Start of LISTING

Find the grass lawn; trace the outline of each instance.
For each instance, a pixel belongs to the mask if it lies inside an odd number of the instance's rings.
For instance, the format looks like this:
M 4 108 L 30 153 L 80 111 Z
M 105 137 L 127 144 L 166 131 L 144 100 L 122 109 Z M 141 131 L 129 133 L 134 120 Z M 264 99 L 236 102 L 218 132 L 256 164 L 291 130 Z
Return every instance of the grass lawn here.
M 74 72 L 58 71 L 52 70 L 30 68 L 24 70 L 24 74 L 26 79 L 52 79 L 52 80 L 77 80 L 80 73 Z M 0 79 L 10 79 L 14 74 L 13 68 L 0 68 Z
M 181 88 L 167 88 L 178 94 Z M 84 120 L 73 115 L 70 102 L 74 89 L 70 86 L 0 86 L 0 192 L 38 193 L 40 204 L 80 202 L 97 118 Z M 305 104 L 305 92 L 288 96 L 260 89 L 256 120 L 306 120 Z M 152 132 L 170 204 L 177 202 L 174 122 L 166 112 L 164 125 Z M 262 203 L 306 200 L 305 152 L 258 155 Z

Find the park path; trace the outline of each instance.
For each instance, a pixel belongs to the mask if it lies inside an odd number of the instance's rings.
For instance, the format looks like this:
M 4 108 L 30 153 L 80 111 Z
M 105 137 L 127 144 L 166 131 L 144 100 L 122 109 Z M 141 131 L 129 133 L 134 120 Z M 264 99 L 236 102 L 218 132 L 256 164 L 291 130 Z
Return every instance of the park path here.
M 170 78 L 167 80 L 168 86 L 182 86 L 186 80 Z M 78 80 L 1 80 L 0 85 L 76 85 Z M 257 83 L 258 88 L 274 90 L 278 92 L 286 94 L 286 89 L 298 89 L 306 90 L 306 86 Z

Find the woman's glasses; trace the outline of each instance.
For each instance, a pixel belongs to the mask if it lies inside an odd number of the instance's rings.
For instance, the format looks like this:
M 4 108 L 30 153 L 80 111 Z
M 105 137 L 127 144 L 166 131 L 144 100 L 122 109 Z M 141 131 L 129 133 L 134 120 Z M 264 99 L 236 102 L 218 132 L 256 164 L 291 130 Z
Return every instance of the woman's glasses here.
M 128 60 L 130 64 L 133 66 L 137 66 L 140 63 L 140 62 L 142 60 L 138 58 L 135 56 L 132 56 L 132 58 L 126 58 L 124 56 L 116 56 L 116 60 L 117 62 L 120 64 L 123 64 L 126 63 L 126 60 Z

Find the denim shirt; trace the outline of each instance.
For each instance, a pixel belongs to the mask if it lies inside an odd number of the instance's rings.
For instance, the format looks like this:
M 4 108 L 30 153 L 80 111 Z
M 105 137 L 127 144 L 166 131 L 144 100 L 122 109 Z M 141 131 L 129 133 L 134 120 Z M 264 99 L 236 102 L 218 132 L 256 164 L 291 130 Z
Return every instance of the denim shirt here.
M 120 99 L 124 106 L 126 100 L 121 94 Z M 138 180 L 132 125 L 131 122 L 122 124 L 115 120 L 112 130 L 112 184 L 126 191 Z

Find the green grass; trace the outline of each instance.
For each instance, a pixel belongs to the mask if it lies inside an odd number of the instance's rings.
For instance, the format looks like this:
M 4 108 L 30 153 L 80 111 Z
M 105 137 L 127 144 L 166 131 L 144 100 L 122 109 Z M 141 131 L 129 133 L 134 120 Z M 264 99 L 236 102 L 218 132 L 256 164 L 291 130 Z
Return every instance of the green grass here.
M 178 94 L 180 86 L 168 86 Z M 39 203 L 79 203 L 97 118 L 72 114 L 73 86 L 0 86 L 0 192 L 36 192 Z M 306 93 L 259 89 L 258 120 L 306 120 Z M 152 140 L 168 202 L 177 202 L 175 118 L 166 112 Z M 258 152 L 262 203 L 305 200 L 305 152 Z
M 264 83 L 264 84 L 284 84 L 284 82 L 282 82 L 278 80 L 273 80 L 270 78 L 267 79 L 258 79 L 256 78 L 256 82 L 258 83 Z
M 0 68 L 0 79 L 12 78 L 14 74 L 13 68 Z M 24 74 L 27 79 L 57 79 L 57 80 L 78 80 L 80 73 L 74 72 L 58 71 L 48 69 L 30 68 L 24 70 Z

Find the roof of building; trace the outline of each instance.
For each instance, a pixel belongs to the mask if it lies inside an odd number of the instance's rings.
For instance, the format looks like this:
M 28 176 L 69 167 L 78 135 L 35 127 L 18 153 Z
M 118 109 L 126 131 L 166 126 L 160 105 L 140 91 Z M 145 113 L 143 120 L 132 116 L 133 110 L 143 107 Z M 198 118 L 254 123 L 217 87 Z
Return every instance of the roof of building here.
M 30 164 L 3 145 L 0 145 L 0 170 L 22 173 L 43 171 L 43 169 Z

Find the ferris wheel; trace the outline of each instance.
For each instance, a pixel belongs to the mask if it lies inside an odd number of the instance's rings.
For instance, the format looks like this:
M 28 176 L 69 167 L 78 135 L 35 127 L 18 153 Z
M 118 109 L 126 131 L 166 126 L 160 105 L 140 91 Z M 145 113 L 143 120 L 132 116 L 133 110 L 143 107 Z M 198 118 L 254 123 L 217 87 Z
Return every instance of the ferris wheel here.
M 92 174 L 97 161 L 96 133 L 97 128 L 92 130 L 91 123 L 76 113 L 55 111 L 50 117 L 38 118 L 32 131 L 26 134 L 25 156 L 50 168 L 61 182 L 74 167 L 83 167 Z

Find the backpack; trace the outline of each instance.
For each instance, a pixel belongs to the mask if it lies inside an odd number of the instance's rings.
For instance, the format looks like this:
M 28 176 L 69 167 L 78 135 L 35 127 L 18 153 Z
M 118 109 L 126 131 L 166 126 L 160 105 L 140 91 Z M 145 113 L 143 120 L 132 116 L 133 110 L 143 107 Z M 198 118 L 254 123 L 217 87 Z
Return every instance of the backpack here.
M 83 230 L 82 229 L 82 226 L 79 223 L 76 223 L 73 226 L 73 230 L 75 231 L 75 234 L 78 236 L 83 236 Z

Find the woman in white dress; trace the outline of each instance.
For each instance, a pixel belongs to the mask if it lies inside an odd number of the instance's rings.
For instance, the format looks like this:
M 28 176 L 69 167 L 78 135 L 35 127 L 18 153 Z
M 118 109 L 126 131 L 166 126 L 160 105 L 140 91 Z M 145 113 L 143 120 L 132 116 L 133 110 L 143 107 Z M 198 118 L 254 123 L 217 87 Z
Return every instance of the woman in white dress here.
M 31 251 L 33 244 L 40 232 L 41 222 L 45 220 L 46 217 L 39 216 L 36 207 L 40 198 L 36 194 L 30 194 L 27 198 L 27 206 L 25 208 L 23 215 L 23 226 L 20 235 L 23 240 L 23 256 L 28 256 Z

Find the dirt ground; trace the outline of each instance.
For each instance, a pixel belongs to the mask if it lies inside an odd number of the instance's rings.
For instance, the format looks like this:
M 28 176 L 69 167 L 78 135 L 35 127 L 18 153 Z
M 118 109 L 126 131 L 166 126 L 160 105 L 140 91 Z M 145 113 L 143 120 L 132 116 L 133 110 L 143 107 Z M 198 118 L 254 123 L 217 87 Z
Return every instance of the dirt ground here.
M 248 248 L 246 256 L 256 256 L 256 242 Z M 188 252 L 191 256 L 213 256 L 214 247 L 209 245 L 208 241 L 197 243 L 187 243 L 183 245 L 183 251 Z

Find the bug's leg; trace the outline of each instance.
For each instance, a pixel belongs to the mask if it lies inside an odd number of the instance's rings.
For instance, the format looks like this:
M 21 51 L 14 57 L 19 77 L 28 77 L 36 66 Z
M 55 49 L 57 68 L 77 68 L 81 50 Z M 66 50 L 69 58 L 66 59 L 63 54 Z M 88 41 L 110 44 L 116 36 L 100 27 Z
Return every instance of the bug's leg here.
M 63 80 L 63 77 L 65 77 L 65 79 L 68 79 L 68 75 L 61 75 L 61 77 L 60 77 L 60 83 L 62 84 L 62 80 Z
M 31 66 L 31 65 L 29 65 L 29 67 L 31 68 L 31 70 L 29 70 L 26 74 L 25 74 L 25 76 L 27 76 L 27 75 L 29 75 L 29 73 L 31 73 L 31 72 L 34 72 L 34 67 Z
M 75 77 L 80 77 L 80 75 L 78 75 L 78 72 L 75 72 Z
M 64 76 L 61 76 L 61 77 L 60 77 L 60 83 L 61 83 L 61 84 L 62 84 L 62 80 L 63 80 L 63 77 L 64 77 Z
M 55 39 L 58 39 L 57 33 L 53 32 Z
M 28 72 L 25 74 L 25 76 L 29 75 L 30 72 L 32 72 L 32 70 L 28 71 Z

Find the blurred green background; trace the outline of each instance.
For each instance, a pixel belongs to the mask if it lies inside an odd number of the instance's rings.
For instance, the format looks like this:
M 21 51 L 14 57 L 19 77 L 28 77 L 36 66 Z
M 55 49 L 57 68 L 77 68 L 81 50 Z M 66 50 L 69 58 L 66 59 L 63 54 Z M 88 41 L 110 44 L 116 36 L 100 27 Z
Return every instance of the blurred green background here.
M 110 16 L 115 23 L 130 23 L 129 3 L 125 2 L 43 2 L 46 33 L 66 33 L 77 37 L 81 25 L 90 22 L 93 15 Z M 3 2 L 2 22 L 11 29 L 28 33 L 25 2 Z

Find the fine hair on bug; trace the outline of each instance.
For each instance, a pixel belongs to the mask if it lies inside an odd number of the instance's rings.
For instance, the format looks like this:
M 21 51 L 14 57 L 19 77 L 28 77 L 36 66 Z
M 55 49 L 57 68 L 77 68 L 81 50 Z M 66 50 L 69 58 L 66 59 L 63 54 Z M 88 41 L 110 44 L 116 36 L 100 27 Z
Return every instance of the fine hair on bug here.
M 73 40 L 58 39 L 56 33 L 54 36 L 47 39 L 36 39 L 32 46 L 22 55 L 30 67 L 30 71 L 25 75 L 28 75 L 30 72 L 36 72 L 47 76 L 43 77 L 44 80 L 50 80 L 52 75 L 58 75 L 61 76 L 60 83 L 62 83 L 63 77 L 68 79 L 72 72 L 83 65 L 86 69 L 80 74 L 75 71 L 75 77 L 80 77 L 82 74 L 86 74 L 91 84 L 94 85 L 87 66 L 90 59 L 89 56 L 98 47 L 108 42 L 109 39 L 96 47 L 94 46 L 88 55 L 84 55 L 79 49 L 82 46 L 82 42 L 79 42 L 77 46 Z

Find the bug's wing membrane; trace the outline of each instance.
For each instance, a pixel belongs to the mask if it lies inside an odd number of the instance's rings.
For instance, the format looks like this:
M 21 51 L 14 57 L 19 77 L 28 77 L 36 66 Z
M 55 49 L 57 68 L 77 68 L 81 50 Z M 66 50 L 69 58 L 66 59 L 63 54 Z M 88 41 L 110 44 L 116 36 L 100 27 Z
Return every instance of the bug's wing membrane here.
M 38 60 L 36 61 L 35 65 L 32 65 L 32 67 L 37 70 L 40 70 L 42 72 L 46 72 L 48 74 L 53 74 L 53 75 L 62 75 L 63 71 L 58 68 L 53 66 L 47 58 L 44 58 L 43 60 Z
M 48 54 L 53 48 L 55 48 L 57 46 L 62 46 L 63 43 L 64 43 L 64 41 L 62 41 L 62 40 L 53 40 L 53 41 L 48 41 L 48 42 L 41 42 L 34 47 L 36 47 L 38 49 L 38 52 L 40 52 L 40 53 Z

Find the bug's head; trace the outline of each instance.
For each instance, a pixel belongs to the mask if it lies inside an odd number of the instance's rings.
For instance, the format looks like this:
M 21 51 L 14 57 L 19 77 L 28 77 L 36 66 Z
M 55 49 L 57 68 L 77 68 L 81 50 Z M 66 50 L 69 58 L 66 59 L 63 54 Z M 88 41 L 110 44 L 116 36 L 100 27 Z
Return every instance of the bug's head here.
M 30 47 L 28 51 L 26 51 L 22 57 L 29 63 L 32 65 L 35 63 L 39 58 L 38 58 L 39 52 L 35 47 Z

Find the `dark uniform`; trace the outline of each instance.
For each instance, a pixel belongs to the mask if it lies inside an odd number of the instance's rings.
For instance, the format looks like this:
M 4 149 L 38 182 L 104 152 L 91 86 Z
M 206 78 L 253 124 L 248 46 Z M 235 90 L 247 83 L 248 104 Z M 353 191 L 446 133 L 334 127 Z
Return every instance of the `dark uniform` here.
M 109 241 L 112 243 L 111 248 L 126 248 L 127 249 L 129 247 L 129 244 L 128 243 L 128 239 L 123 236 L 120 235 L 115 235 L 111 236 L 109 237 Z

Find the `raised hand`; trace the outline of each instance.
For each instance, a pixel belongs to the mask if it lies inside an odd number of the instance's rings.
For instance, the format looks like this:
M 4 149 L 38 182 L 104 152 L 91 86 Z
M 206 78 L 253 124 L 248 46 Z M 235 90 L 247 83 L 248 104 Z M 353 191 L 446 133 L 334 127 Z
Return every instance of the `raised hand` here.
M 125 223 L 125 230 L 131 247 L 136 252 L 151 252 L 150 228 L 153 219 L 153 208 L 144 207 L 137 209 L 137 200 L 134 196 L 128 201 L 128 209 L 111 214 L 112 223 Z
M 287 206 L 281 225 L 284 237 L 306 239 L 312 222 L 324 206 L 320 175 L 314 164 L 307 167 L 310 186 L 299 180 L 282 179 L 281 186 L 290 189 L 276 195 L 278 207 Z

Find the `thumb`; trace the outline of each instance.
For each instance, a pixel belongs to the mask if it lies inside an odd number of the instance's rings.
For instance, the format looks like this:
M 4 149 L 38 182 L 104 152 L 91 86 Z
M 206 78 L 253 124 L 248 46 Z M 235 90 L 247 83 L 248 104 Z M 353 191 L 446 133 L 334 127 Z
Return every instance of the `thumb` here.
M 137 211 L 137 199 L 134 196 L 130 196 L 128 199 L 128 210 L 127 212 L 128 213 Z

End of LISTING

Copy the records from the line with "Find the bug's leg;" to the line with "M 28 72 L 25", swapping "bug's leg" for "insect's leg" and leaving all else unchanged.

§ RESULT OF THE EXERCISE
Find the insect's leg; trace the outline of each instance.
For each instance, a pixel belongs to the mask if it lies inside an odd number of the instance's rings.
For instance, the format looks like this:
M 21 51 L 14 57 L 19 77 L 28 77 L 36 66 Z
M 55 49 L 57 68 L 77 68 L 81 50 Z M 66 50 L 69 58 L 66 59 L 63 54 Z M 88 41 L 110 44 L 116 36 L 100 27 Z
Return every instance of the insect's leg here.
M 63 80 L 63 77 L 65 77 L 65 79 L 68 79 L 68 75 L 61 75 L 61 77 L 60 77 L 60 83 L 62 84 L 62 80 Z
M 31 66 L 31 65 L 29 65 L 29 67 L 31 68 L 31 70 L 29 70 L 26 74 L 25 74 L 25 76 L 27 76 L 27 75 L 29 75 L 29 73 L 31 73 L 31 72 L 34 72 L 34 67 Z
M 75 77 L 80 77 L 80 75 L 78 75 L 78 72 L 75 72 Z
M 64 76 L 61 76 L 61 77 L 60 77 L 60 83 L 61 83 L 61 84 L 62 84 L 62 80 L 63 80 L 63 77 L 64 77 Z
M 55 39 L 58 39 L 57 33 L 53 32 Z
M 28 72 L 25 74 L 25 76 L 29 75 L 30 72 L 32 72 L 32 70 L 28 71 Z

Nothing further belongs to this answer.